> [DOCUMENT PASSAGE]:
┌──

Hospital Dr News

Quality fears as NHS finance directors predict further problems for the future

Many NHS finance directors are becoming increasingly pessimistic about the future quality of patient services, a survey reveals.


More than one in five finance directors – 21% of Clinical Commissioning Group (CCG) CFOs and 23% of trust finance directors – believes the quality of patient services will deteriorate in 2016/17, while one third of provider trusts anticipate quality will decline further in 2017/18.

Concern from finance directors includes waiting times (76%), access to services (69%) and enabling a range of services being offered (61%), being the most vulnerable aspects of patient care.

The new figures come from HFMA’s latest biannual NHS Financial Temperature Check survey of around 200 finance directors in England. For the third year in a row, the financial performance of the NHS worsened, with trusts and CCGs reporting deficits.

Over a quarter (28%) of organisations reported a worse year-end position than anticipated at the beginning of 2015/16. This was particularly the case on the provider side, as 37% of trust finance directors said their year-end position was poorer than they had planned. Of the 47% that reported a better than expected performance, this was largely due to non-recurrent revenue generation measures such as the revaluation of assets.

└──

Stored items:
┌──

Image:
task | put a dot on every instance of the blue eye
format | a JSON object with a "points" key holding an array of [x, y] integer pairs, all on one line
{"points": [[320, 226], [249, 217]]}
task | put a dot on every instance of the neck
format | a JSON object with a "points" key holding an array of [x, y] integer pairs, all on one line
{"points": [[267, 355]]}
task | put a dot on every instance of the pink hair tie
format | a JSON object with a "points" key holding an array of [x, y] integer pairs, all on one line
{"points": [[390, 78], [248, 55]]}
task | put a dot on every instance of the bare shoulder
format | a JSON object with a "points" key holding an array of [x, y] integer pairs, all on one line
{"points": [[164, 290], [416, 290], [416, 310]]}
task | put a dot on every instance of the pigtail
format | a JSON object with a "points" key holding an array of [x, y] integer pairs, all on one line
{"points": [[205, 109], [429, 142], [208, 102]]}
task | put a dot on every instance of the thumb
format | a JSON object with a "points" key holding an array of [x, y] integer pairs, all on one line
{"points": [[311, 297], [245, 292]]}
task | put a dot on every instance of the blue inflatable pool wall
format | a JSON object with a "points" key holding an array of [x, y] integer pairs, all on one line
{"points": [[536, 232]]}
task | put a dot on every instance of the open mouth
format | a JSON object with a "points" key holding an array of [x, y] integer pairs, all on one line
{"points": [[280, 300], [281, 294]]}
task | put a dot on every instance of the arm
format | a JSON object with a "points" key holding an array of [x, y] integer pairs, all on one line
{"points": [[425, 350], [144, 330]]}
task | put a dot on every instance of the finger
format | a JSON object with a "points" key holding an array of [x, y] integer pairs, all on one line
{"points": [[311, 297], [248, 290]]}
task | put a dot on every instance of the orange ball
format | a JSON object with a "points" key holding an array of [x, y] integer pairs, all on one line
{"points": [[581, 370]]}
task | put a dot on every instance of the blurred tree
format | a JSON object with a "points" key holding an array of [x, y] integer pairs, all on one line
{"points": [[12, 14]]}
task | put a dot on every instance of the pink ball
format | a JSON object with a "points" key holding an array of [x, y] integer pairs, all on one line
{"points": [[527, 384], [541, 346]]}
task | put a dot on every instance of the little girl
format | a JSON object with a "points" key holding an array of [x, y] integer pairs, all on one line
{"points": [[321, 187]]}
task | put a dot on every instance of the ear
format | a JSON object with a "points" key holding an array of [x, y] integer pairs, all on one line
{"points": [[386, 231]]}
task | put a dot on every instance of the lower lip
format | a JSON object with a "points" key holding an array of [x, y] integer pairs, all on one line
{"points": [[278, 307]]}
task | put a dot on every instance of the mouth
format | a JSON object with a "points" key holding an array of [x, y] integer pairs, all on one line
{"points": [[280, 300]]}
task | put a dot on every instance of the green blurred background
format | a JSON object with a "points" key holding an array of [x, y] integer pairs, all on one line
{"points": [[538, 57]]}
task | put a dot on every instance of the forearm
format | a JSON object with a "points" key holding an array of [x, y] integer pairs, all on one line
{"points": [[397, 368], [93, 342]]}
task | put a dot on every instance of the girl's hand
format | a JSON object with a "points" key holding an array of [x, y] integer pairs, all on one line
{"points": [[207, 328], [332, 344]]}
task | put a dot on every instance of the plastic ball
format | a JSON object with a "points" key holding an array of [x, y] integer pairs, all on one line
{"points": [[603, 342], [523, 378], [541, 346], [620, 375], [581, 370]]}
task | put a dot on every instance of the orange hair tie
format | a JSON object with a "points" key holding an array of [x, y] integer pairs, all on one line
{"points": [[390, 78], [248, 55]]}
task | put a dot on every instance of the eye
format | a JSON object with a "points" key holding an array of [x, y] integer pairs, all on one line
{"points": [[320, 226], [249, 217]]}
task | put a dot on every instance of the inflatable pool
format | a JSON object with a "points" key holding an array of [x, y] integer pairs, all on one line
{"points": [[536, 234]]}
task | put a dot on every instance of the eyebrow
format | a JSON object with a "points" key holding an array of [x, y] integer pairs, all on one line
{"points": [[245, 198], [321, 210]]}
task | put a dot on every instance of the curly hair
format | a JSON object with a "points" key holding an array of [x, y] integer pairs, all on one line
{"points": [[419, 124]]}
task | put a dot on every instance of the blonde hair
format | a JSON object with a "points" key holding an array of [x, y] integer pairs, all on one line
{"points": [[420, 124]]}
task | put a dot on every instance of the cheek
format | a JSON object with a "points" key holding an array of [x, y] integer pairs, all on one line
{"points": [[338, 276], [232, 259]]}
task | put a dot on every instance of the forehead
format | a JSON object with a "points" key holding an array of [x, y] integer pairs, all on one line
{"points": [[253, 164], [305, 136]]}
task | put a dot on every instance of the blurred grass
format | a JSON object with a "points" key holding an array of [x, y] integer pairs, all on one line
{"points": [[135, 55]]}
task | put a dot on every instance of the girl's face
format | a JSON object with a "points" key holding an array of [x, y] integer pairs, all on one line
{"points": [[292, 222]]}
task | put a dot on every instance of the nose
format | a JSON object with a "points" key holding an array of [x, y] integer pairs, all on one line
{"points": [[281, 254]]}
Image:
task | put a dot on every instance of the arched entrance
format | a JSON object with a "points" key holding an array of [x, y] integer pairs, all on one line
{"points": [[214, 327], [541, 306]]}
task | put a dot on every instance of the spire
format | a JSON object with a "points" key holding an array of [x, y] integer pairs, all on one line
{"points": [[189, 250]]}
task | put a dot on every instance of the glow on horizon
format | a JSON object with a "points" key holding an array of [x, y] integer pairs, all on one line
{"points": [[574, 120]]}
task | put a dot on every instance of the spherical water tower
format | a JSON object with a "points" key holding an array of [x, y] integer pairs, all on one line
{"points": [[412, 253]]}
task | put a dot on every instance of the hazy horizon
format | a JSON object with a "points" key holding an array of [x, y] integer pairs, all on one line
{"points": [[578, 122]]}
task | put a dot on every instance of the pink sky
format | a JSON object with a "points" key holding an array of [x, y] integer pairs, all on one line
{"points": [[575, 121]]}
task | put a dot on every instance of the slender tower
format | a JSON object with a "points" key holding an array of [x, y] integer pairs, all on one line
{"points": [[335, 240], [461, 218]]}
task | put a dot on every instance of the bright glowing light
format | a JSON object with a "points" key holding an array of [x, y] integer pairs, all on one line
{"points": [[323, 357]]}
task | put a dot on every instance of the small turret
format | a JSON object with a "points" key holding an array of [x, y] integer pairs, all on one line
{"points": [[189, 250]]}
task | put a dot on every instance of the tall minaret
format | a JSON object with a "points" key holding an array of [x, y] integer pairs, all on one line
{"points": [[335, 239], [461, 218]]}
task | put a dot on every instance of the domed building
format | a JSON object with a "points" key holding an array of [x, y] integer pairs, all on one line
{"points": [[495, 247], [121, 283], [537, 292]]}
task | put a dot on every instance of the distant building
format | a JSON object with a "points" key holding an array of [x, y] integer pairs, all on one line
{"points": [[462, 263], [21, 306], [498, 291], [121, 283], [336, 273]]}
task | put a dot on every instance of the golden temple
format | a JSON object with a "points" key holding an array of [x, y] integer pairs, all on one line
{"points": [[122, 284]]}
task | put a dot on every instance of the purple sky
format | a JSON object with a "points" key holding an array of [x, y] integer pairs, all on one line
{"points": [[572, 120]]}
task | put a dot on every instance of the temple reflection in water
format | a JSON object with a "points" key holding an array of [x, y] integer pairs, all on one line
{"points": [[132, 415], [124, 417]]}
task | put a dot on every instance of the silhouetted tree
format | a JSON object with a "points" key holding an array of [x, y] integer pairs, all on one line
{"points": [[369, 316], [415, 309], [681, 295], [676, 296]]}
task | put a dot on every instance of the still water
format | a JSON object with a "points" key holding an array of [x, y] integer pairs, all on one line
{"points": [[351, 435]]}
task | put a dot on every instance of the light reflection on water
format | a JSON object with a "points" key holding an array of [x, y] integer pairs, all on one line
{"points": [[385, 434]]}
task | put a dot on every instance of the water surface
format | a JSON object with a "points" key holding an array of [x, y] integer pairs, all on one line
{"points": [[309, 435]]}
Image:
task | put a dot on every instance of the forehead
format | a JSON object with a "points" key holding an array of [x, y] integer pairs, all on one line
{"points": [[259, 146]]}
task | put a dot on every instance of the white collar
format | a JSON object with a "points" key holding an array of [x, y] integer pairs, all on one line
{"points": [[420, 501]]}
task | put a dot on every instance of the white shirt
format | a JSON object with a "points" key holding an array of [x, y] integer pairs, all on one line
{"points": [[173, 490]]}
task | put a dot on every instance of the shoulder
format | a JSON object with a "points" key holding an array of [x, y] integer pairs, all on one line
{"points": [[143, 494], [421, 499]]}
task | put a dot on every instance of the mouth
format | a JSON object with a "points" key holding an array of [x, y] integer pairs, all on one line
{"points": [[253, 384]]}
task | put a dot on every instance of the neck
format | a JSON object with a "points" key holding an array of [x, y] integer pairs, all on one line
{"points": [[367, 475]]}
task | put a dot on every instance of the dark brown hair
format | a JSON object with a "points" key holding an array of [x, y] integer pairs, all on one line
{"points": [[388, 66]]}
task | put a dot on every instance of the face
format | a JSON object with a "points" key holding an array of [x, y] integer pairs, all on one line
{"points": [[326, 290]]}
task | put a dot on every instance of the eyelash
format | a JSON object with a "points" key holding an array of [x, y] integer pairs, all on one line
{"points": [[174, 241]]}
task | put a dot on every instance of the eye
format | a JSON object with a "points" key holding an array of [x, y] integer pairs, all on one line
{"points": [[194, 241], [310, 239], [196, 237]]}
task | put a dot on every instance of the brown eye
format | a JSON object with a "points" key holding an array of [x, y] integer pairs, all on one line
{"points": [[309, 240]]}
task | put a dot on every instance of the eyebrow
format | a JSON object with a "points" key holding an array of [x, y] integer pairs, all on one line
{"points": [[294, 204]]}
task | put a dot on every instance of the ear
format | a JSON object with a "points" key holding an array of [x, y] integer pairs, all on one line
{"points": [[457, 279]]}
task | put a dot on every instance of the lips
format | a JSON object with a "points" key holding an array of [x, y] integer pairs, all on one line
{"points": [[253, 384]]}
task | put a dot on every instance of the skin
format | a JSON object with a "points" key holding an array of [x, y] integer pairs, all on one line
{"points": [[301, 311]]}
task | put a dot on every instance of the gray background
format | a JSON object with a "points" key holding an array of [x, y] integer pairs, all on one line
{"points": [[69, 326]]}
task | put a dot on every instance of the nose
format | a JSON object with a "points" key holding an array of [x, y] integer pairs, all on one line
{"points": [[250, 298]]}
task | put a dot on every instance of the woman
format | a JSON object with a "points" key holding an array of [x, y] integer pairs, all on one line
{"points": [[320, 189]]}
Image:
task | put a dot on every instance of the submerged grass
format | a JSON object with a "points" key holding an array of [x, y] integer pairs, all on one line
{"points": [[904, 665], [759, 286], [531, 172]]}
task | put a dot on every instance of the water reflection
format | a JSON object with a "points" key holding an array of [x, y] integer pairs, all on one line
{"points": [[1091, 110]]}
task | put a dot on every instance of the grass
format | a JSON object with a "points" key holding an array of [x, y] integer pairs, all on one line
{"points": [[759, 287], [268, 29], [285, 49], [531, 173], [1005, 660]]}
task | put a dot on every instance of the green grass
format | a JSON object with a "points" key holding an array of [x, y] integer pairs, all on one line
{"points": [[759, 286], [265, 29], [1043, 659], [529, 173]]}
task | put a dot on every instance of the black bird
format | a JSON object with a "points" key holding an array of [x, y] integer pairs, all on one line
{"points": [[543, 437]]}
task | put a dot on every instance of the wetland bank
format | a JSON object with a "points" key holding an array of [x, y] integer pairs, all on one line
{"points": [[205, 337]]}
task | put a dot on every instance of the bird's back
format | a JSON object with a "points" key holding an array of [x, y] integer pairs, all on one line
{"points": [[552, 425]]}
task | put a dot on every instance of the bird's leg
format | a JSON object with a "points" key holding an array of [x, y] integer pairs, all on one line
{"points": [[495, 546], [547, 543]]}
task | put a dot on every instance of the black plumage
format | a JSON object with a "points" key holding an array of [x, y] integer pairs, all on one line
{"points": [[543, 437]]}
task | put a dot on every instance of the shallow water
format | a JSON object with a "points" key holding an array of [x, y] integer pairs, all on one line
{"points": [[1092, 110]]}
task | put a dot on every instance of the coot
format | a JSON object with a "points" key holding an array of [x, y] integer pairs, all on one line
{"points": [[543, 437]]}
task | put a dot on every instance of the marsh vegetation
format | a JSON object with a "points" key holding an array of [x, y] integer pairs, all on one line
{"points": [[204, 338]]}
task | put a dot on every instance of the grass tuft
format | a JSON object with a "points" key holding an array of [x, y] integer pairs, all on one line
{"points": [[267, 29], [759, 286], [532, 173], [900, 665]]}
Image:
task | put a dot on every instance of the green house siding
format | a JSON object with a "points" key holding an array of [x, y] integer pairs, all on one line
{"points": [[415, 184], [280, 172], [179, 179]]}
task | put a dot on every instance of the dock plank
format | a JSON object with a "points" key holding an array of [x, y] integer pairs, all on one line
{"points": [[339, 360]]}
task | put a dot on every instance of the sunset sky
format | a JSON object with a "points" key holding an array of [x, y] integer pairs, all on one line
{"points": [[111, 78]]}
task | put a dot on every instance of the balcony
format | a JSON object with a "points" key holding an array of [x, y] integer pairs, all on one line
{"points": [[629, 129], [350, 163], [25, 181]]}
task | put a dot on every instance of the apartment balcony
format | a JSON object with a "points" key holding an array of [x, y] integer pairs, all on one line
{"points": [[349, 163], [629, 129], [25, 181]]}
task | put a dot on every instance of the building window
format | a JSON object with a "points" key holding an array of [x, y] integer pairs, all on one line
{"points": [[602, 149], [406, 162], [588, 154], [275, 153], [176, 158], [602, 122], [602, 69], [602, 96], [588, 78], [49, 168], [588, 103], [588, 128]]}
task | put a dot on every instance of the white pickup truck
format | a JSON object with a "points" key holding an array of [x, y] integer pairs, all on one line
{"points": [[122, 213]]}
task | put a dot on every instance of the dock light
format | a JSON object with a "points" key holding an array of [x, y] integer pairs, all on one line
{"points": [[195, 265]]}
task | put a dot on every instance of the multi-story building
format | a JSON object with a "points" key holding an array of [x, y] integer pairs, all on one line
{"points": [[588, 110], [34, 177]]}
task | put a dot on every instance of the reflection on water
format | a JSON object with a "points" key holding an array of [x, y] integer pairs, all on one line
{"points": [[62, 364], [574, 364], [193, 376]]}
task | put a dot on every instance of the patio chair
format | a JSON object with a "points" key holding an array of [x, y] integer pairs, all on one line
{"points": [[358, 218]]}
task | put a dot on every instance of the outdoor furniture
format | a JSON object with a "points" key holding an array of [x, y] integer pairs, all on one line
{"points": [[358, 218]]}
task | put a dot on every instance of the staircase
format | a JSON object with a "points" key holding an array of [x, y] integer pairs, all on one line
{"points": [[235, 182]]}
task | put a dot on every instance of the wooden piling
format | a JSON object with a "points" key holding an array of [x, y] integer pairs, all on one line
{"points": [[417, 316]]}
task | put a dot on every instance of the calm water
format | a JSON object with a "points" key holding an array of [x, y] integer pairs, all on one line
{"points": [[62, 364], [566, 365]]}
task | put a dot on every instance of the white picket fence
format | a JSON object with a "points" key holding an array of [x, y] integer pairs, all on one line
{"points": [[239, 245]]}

└──

> [WORK INSTRUCTION]: Write the next part of the news article on NHS finance directors' quality fears, starting after its final sentence.

> [EXERCISE RESULT]:
All this led to a combined trust deficit of £2.45bn at the end of the 2015/16 financial year, compared to a planned deficit of £1.99bn. The main drivers for trusts ending the year in a worse position than planned were the cost of agency staff (51%), the under-achievement of savings plans (33%) and an increase in fines, challenges and deductions (23%).

Finance directors are also questioning the ability of their organisations to deliver the control totals set by NHS Improvement. Over three fifths (63%) of trust finance director respondents have signed up to their organisation’s control total, but of those doing so, only 60% expect their organisation to meet the conditions set.

Additionally, just 16% of finance directors are very or quite confident that organisations in their Sustainability and Transformation Plan (STP) footprint can deliver a connected strategic plan covering the period up to March 2021. There is some scepticism about the practicalities of collaboration, as only 35% of respondents believe the relationships between organisations in their STP footprint are strong enough to deliver the cross-organisational changes that are required.

Looking ahead, the report points to the fact that planned savings for 2016/17 are ambitious and previous research has told us that finance directors lack confidence that their organisation can deliver the 2% to 3% a year productivity gains needed to close the expected £22bn NHS funding gap.

Furthermore, two-thirds (67%) of CCG and almost half (48%) of trust respondents reported a high degree of risk associated with achieving their organisation’s 2016/17 financial plans. The biggest risks to trusts achieving planned savings were identified as slippages in cost savings (78%), spending on agency staff (72%), the impact of social care financial constraints (56%) and increasing demand (52%). The key risks to achieving financial plans in CCGs were identified as increases in emergency care activity (76%), continuing healthcare (69%), increased demand for services (67%) and slippages in cost savings (65%).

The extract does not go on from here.